__Exercise inputs__.
┄┄┄┄┄┄┄┄┄┄
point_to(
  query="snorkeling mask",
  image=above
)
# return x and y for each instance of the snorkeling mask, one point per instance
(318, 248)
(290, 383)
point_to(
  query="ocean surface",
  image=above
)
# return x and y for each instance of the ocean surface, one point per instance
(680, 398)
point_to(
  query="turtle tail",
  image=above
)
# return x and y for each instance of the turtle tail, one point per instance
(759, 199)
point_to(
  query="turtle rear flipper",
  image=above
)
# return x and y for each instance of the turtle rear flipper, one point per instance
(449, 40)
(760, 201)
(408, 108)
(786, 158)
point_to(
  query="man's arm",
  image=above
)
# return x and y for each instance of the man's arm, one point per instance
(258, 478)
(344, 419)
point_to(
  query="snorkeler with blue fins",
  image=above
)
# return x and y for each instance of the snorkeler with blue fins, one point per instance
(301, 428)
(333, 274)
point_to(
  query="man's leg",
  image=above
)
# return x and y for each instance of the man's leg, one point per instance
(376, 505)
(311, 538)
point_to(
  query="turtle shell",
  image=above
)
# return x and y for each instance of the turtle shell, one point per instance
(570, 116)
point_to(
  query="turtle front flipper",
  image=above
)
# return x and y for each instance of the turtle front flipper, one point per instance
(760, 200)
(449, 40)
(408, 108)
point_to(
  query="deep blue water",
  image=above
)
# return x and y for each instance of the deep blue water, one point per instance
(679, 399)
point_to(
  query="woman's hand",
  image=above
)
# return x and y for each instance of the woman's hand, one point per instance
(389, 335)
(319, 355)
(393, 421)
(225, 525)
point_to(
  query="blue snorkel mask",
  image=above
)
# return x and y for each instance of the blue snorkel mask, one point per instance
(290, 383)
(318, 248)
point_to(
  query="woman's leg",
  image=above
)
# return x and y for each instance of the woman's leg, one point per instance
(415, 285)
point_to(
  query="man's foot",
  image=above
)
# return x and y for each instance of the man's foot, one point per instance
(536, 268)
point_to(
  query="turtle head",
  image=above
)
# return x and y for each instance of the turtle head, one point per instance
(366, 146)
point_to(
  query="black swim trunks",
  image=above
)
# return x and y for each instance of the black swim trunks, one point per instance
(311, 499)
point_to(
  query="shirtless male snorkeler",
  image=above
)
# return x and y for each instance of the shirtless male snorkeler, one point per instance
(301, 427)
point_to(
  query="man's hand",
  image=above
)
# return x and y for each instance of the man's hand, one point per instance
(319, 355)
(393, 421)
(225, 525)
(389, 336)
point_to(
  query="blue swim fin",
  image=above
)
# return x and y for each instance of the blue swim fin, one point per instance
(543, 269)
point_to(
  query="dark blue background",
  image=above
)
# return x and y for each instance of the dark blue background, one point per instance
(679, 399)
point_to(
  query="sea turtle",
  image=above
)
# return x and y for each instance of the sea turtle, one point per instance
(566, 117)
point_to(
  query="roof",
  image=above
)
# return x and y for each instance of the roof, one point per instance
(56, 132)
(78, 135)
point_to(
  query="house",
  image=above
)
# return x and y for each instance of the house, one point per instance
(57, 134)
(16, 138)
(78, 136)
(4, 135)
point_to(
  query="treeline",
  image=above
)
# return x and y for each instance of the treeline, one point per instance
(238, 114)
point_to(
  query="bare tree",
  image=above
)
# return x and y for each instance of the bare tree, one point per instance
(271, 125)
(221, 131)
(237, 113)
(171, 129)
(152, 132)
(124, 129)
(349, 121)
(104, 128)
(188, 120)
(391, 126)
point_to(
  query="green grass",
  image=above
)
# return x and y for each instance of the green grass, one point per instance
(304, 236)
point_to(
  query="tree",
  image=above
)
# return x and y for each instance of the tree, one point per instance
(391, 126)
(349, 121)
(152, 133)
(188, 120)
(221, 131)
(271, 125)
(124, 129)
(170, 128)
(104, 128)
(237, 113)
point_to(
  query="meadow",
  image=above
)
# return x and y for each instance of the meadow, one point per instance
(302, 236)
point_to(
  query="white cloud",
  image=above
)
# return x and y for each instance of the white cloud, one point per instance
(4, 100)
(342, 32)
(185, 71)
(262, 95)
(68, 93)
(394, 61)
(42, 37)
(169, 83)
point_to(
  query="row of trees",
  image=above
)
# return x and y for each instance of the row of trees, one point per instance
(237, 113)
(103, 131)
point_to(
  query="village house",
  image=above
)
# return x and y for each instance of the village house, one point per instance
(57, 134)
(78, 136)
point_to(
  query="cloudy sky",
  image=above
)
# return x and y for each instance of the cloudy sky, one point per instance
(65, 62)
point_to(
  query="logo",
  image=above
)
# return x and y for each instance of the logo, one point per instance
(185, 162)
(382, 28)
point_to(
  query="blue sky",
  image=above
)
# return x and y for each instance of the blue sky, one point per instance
┄┄┄┄┄┄┄┄┄┄
__Try it__.
Please retype all of the data above exactly as written.

__Expected answer__.
point_to(
  query="snorkeling mask",
  image=above
)
# return x and y for each instance of the snorkeling mask, one point per instance
(318, 248)
(290, 383)
point_to(
  query="ocean surface",
  image=above
)
# return x and y for each instance of the ocean surface, one point per instance
(680, 398)
point_to(
  query="turtle tail",
  image=above
)
# return x and y for each instance of the turtle tail, one point per instance
(759, 199)
point_to(
  query="turtle rear flipper",
  image=above
)
# return x and y for each instance of the turtle rear flipper, one point per instance
(449, 40)
(760, 201)
(408, 108)
(786, 158)
point_to(
  query="man's arm",
  image=above
)
# return x and y for each instance of the man's arm, one point per instance
(258, 478)
(344, 419)
point_to(
  query="snorkeler with blue fins",
  image=above
)
# return x and y for each instance of the snorkeler with blue fins, one point per instance
(301, 428)
(333, 274)
point_to(
  query="man's leg",
  image=above
)
# return x and y for each instance of the man's leg, one point per instance
(376, 505)
(311, 538)
point_to(
  query="turtle shell",
  image=above
)
# return x and y for each instance of the turtle shell, one point per instance
(570, 116)
point_to(
  query="turtle front flipper",
  image=above
)
# return x and y for each instance of the turtle front flipper, one point per instance
(760, 200)
(449, 40)
(408, 108)
point_to(
  query="deep blue water",
  image=above
)
# return x and y for each instance of the deep blue water, one point per instance
(679, 399)
point_to(
  query="woman's hand",
  image=above
)
# return x and y for each instance of the woman's hand, one point per instance
(389, 335)
(319, 355)
(393, 421)
(225, 525)
point_to(
  query="blue snorkel mask",
  image=above
)
# return x and y for each instance of the blue snorkel mask, one point per instance
(290, 383)
(318, 248)
point_to(
  query="woman's leg",
  image=above
)
# return x and y for each instance of the woman's leg, one point per instance
(415, 285)
point_to(
  query="man's foot",
  image=above
)
# return x and y for each instance of the man's foot, one point per instance
(536, 268)
point_to(
  query="turtle head",
  image=above
)
# return x and y for each instance of the turtle head, one point per instance
(366, 146)
point_to(
  query="black swim trunks",
  image=above
)
# return x and y for each instance of the black swim trunks, one point per instance
(311, 499)
point_to(
  query="shirtless male snorkeler",
  image=above
)
# return x and y for each instance of the shirtless male snorkeler, one point per instance
(301, 427)
point_to(
  query="man's hand",
  image=above
)
# return x and y for each instance of the man's hand, one point per instance
(319, 355)
(393, 421)
(225, 525)
(389, 336)
point_to(
  query="blue swim fin",
  image=above
)
# return x and y for each instance of the blue swim fin, one point per instance
(543, 269)
point_to(
  query="dark blue background",
  image=above
)
# return x and y for each instance of the dark blue background, one point per instance
(679, 399)
point_to(
  query="sea turtle",
  image=above
)
# return x and y for each instance of the sea turtle, one point per instance
(566, 117)
point_to(
  query="roof",
  image=above
)
# return x and y for each instance of the roof, one point per instance
(56, 132)
(78, 135)
point_to(
  query="house",
  image=above
)
# return x and y for each instance of the house, one point per instance
(57, 134)
(16, 138)
(78, 136)
(4, 135)
point_to(
  query="treeline",
  image=above
)
# return x and y for each instance of the treeline, one point per instance
(238, 114)
point_to(
  query="bare tree",
  image=above
)
# return x and y for each instance of the bare tree, one point per instance
(271, 125)
(221, 131)
(237, 113)
(171, 129)
(152, 132)
(124, 129)
(349, 121)
(104, 128)
(188, 120)
(391, 126)
point_to(
  query="green grass",
  image=above
)
# return x and y for each instance of the green grass, one point per instance
(304, 236)
point_to(
  query="tree",
  image=above
)
# return x and y for each instance of the tree, one point per instance
(391, 126)
(349, 121)
(152, 133)
(188, 120)
(221, 131)
(271, 125)
(124, 129)
(170, 128)
(104, 128)
(237, 113)
point_to(
  query="meadow",
  image=above
)
# return x and y for each instance of the meadow, one point per instance
(302, 236)
point_to(
  query="white cloud",
  image=above
)
# return x and y for each instance of the white cloud, one point per instance
(4, 100)
(342, 32)
(185, 71)
(262, 95)
(68, 93)
(394, 61)
(42, 37)
(169, 83)
point_to(
  query="row of trees",
  image=above
)
# return x and y for each instance of the row of trees, one point per instance
(237, 113)
(103, 131)
point_to(
  query="village house",
  image=above
)
# return x and y for each instance of the village house, one point per instance
(57, 134)
(78, 136)
point_to(
  query="cloudy sky",
  image=above
)
# return x and y for each instance of the cloudy sky, one point per instance
(65, 62)
point_to(
  query="logo",
  image=above
)
# return x and y for each instance of the logo, one point per instance
(185, 162)
(382, 28)
point_to(
  query="blue sky",
  image=above
)
# return x and y for each instance of the blue sky, one point per instance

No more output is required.